Some of the lines below need repeating. Reproduce exactly those between the lines holding "Target: hillside vegetation" and "Target: small fishing boat", inclusive.
** Data for this exercise follows **
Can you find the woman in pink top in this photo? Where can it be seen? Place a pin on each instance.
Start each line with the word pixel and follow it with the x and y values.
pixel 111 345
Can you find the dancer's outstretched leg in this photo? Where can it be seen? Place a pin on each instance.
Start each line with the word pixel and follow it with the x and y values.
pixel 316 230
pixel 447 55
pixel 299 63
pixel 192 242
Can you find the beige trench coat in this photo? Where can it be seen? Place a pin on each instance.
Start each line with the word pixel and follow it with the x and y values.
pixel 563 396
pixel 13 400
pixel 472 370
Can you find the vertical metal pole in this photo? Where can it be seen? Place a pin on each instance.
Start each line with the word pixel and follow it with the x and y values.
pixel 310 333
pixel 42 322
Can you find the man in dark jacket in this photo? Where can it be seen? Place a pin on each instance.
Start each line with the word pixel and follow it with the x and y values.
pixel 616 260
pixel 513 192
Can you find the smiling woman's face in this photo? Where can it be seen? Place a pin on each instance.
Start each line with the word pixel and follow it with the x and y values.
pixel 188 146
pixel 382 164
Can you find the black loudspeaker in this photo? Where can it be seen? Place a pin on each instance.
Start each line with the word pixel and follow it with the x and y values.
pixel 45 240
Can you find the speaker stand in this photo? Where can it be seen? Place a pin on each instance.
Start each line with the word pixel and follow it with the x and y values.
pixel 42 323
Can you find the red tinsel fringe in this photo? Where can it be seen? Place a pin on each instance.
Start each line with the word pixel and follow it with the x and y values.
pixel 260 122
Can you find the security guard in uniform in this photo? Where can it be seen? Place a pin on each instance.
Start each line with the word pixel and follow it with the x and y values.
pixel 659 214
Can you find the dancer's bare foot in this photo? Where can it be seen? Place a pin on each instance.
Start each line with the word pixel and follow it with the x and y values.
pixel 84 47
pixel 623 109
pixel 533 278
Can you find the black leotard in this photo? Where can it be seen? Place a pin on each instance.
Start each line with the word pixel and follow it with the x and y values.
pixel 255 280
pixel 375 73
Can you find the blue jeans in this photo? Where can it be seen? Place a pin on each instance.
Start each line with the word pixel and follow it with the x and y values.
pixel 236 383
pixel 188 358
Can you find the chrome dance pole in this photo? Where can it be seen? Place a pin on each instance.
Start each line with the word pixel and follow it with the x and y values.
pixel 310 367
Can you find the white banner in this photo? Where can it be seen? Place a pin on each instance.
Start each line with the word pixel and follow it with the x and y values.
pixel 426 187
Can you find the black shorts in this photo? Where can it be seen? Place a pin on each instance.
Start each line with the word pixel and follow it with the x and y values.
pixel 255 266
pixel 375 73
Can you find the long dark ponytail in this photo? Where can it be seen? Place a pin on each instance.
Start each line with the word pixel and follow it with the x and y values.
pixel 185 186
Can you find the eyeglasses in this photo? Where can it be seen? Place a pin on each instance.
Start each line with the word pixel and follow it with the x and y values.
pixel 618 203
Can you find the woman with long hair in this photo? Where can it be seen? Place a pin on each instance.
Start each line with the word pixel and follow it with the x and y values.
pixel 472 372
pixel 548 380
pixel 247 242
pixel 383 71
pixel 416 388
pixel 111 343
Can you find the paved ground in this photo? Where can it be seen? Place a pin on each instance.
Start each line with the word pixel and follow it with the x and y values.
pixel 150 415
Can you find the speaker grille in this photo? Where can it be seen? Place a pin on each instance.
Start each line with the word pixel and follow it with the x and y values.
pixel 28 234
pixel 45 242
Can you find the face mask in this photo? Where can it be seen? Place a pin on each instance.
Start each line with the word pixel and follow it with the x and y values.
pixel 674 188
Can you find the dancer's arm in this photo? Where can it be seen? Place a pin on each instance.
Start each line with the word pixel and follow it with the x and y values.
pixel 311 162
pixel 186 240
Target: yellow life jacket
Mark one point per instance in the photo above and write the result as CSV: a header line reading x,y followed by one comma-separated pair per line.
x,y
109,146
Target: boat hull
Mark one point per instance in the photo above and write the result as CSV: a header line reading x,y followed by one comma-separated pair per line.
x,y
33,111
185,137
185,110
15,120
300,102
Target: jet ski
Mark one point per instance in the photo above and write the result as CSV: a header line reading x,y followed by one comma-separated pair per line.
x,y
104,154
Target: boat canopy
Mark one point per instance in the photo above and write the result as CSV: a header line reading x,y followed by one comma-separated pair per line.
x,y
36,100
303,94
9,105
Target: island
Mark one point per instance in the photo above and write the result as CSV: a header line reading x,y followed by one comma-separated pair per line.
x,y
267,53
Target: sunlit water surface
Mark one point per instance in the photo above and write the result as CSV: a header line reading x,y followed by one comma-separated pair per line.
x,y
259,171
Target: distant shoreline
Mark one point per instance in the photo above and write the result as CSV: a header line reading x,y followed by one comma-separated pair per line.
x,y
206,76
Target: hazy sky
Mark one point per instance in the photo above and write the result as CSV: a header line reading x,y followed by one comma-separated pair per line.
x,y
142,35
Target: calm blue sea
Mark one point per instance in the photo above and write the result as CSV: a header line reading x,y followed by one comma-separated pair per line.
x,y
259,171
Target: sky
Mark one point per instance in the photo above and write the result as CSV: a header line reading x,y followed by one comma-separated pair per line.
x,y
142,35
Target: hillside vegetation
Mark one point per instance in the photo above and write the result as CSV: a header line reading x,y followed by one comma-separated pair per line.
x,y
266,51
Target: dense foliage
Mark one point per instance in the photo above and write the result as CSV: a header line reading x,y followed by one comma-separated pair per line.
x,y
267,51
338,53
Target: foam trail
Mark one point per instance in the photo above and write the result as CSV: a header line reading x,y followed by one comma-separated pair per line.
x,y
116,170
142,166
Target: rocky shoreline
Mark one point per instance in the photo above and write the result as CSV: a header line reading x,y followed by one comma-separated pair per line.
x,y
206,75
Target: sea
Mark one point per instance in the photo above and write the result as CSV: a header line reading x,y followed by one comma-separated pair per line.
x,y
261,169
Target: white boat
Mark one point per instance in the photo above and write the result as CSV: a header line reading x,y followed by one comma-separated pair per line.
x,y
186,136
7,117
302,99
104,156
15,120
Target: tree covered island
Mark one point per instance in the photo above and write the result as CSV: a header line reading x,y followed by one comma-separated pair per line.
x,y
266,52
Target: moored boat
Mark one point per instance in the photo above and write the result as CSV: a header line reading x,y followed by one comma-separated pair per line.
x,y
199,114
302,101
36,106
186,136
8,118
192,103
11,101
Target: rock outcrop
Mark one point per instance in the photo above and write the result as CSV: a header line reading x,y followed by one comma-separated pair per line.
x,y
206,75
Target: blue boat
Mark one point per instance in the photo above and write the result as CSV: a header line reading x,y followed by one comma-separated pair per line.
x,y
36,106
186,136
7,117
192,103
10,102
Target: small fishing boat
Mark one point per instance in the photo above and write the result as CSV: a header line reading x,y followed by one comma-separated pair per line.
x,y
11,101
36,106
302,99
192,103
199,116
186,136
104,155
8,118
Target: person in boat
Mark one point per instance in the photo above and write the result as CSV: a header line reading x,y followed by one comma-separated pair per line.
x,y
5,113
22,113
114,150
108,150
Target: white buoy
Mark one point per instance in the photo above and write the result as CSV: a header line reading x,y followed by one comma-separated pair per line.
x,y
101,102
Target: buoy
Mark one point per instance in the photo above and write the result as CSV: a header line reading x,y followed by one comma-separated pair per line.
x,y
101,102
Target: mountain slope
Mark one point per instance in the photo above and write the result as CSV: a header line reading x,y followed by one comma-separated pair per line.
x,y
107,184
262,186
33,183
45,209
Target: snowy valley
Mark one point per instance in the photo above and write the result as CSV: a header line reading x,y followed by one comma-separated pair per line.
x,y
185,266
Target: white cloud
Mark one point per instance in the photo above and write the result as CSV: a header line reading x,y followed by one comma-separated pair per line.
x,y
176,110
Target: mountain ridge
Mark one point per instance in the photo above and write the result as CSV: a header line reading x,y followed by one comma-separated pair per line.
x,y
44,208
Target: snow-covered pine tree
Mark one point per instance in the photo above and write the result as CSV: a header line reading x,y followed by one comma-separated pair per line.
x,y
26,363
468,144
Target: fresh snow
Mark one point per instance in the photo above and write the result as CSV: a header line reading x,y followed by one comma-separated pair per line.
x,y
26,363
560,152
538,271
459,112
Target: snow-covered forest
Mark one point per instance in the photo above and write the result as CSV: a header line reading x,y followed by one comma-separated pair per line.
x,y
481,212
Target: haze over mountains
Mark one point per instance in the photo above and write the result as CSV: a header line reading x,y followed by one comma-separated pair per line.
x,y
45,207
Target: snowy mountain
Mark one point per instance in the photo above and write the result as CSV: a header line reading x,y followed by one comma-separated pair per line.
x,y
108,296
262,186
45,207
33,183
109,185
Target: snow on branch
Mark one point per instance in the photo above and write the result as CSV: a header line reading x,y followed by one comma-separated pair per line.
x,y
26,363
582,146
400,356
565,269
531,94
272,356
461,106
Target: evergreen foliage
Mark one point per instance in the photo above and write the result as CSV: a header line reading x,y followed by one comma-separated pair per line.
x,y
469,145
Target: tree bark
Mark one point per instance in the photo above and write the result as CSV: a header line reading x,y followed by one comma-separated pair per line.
** End of Data for this exercise **
Task output:
Target: hillside vegetation
Mark one point per instance in the photo above and write the result as CSV: a header line reading x,y followed by one comma-separated pair per line.
x,y
266,51
Target: dense foliage
Mark one point per instance in the photo above and write the result as CSV: a header line reading x,y followed by one comma-separated pair per line.
x,y
267,51
338,53
Target: foam trail
Mark one point per instance in the photo above and write the result as CSV: a header line reading x,y followed by one comma-separated pair per line.
x,y
116,170
142,166
Target: rocky shoreline
Mark one point per instance in the photo above and write the result as CSV: a header line reading x,y followed by one comma-separated pair per line.
x,y
206,75
Target: sea
Mark one point per instance in the photo above and write the result as CSV: a header line reading x,y followed by one comma-separated pair per line.
x,y
261,169
Target: white boat
Mark one point per instance in the photo above and write the result as CSV: a header line reading x,y followed by one comma-separated pair per line.
x,y
186,136
7,117
302,99
104,156
15,120
Target: tree covered island
Mark one point per instance in the photo above and write the result as CSV: a header line reading x,y followed by one comma-separated pair per line.
x,y
266,52
Target: moored boat
Mark one point per instance in the photo above and write the result as CSV: a header line reading x,y followed by one comma-separated pair per line.
x,y
199,114
302,101
36,106
186,136
8,118
192,103
11,101
Target: rock outcrop
Mark one point per instance in the photo above and write the result as CSV: a header line reading x,y followed by one comma-separated pair per line.
x,y
206,75
Target: blue boat
Mark one point per instance in the photo above and write the result as CSV: a header line reading x,y followed by one comma-separated pair per line.
x,y
36,106
186,136
7,117
192,103
10,102
Target: small fishing boat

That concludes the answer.